SUPPLIED TEXT
* START *
# Old Jennings Compound



## pofarm (Apr 2, 2006)

I still own my very first compound bow that I purchased in 1972 or 1973, right after I graduated from High School. It is a 4 pulley bow. There is a sticker on the bow that says Bow Of The Future Jennings Compound. Is it possible that this is the first compound that was ever made. I do remember that there wasn't any others at the archery shop to pick from. The Bow is in very good shape, and is very shootable. Was just wondering if it has any value .


----------



## gpalma (Oct 3, 2007)

It is not the first compound made.


----------



## archerm3 (Jan 4, 2007)

yes it has value. How much, that depends how badly someone wants it in their collection.


----------



## thewitchdr (Dec 12, 2010)

*Finally!*

A lead, as to what this bow is that I picked up at a yard sale this summer!
I can see that it is mostly wood construction, beneath the camo spray paint.
Four pulleys is the only other feature that stands out.
This guy also said it was his first bow, that his father bought for him when he was a boy. So, I would estimate it to be of hte same vintage as the Jennings in this thread. 
If anyone can help (this is my first bow, and I'm just starting to learn about them) I sure would appreciate pics to compare, or any other kind of info.
Thanks all

-Thewitchdr
[email protected]


----------



## jmoose77 (Apr 3, 2004)

Your Jennings look like one on the left thewitchdr?


----------



## Hank D Thoreau (Dec 9, 2008)

The best way to assess value is to check ebay and see what they are selling for. There are many old, vintage bows, that are getting very little, if they sell at all. I was recently reading a website of a collector that said that ebay provided the highest price, that he ususally obtained his bows from pawn shops and individuals where the price was generally lower. Maybe others can provide some better info on where to sell if there is truely collector value for this bow.


----------



## Padgett (Feb 5, 2010)

My dad lived in billings missouri where allen and jennings lived and we had some of the original allen compounds. Over the years they vanished but they were really crude.


----------



## redboyd7 (Nov 5, 2010)

Some are still showing up at this site. I have not seen any on ebay. (Alan) There is a very old Jennings for sale now on ebay. Jennings co. had to go out of business when the court case was finally settled. He died in a car crash going home to Arizona from San Diego. All companies that were producing compounds at that time had to pay Mrs. Alan for every bow that they had sold up to that time, including Jennings. But since that last court case was about Jennings patents on the Alan Patent Mrs Jennings would not allow him to produce any more compounds. A lot of small bow companies could not pay up and went bank rupt. Hoyt and Bear and Darton had been putting aside money because they knew that they would have to pay someone. I am not sure when the Patent for Alan finally ran out but Jennings didn't get back into Archery for a long long time.


----------



## TWO SWITCHBACKS (Jan 5, 2006)

redboyd7 your info is mostly all wrong,


----------



## redboyd7 (Nov 5, 2010)

What part?


----------



## TWO SWITCHBACKS (Jan 5, 2006)

1. its allen not alan / allen the original compound bow co, not to be confused with the now allen archery co.(just that the last names are the same).
2.hollis allen did not live in arizona,or san diego.
3. it would be mrs allen.
4.mrs tom jennings had nothing to do with or on the production of his tom (jennings compound bow co.).
5. which small bow companys went bankrupt,because they could not pay-up?
* END *
[Location identification items]
* START *
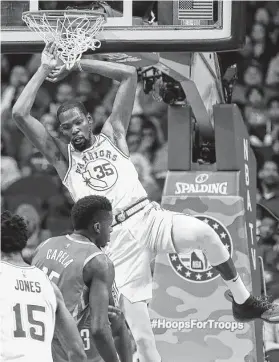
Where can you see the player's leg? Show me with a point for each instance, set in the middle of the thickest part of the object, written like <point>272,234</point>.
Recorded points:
<point>137,317</point>
<point>191,233</point>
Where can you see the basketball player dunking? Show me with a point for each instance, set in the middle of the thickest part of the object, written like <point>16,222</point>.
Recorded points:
<point>101,165</point>
<point>31,307</point>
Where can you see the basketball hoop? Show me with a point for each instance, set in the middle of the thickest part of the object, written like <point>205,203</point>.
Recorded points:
<point>74,31</point>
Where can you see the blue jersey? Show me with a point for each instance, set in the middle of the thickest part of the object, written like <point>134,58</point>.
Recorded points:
<point>63,258</point>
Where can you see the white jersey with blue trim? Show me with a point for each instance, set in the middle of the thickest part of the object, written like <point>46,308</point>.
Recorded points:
<point>104,170</point>
<point>28,307</point>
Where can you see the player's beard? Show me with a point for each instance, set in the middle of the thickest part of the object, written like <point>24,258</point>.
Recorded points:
<point>81,146</point>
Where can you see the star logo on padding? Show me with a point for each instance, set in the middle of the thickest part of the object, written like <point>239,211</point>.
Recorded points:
<point>193,266</point>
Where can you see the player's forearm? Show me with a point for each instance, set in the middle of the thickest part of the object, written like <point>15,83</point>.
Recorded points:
<point>123,344</point>
<point>26,99</point>
<point>76,353</point>
<point>105,344</point>
<point>114,71</point>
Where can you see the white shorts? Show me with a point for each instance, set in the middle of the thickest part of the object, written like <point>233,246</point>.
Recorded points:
<point>134,243</point>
* END *
WHAT TO WORK ON
1) Can you retype the passage of the bow thread starting with "My dad lived" and going on through "were really crude."?
2) In the bow thread, which bow companies does redboyd7 say had been putting aside money because they knew they would have to pay someone?
The rows aren't needed for this work.

EXERCISE RESPONSES
1)
My dad lived in billings missouri where allen and jennings lived and we had some of the original allen compounds. Over the years they vanished but they were really crude.

2) Hoyt, Bear, Darton